» Kutipan Halaman:

========================================================================

6. Sehari setelah itu tepatnya tanggal tanggal 23 Januari kabar mengejutkan kembali terjadi. ‎Wakil Ketua KPK Bambang ditetapkan sebagai tersangka oleh Bareskrim Polri dengan tuduhan mengarahkan saksi untuk memberikan keterangan palsu dalam penanganan sengketa Pilkada Kotawaringin Barat di Mahkamah Konstitusi 2010.

Yang melaporkan Bambang ternyata politikus P‎olitikus PDI-P Sugianto Sabran yang kini duduk menjadi anggota DPR di Senayan, laporan itu dibuat tanggal 19 Januari 2015 tidak lama setelah KPK menetapkan Budi sebagai tersangka. Hal ini yang membuat Bambang yakin kasus ini tidak berdiri sendiri.

========================================================================

» Bahan yang Diberikan:
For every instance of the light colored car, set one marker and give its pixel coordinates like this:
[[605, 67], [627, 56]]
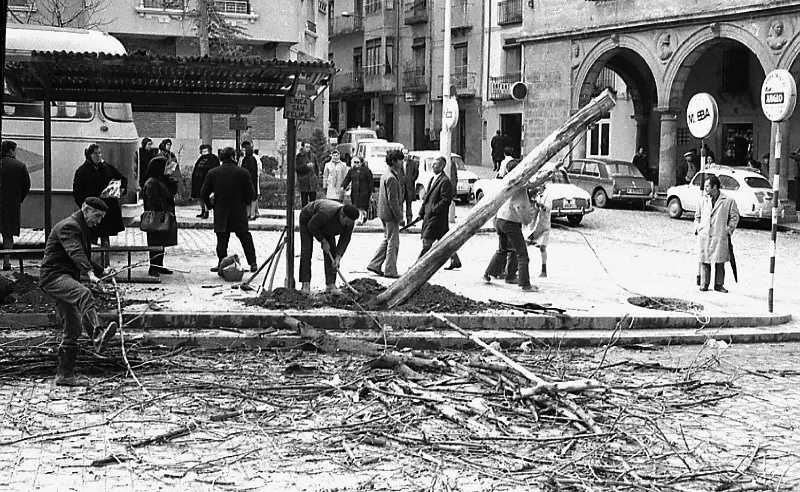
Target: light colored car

========================================================================

» Tugas Latihan 1:
Jawablah berdasarkan teks tentang kasus Bambang.
(a) Pada tanggal berapa Bambang ditetapkan sebagai tersangka oleh Bareskrim Polri?
(b) Siapa yang melaporkan Bambang?
(c) Kapan laporan terhadap Bambang dibuat?
» Tugas Latihan 2:
Kutiplah dari teks tentang kasus Bambang bagian yang dimulai pada "Yang melaporkan Bambang" dan berakhir pada "tidak berdiri sendiri.".
» Tugas Latihan 3:
Lanjutkan teks tentang kasus Bambang mulai sesudah kalimat terakhirnya.
Data di atas merupakan bahan tersendiri yang terpisah dari teks tentang kasus Bambang.

» Jawaban Tertulis 1:
(a) Tanggal 23 Januari.
(b) Sugianto Sabran, politikus PDI-P yang kini menjadi anggota DPR di Senayan.
(c) Tanggal 19 Januari 2015.

» Jawaban Tertulis 2:
Yang melaporkan Bambang ternyata politikus P‎olitikus PDI-P Sugianto Sabran yang kini duduk menjadi anggota DPR di Senayan, laporan itu dibuat tanggal 19 Januari 2015 tidak lama setelah KPK menetapkan Budi sebagai tersangka. Hal ini yang membuat Bambang yakin kasus ini tidak berdiri sendiri.

» Jawaban Tertulis 3:
“Kalau melihat pengetahuan dan pengalaman saya dalam menangani kasus, ini pasti tidak berdiri sendiri,” ujar Bambang di rumahnya di Depok, Jawa Barat, Sabtu (24/1/2015).

Dari rangkaian peristiwa tersebut, sangat wajar publik tidak bisa melihat kasus ini secara normatif. Ada permainan dan campur tangan pihak lain yang menjadikan publik terus bertanya-tanya. Karena pada kenyataannya proses pencalonan Budi sampai ia ditetapkan sebagai tersangka melibatkan Parpol, Istana, DPR, Polri, Kompolnas, dan juga KPK. (Albar)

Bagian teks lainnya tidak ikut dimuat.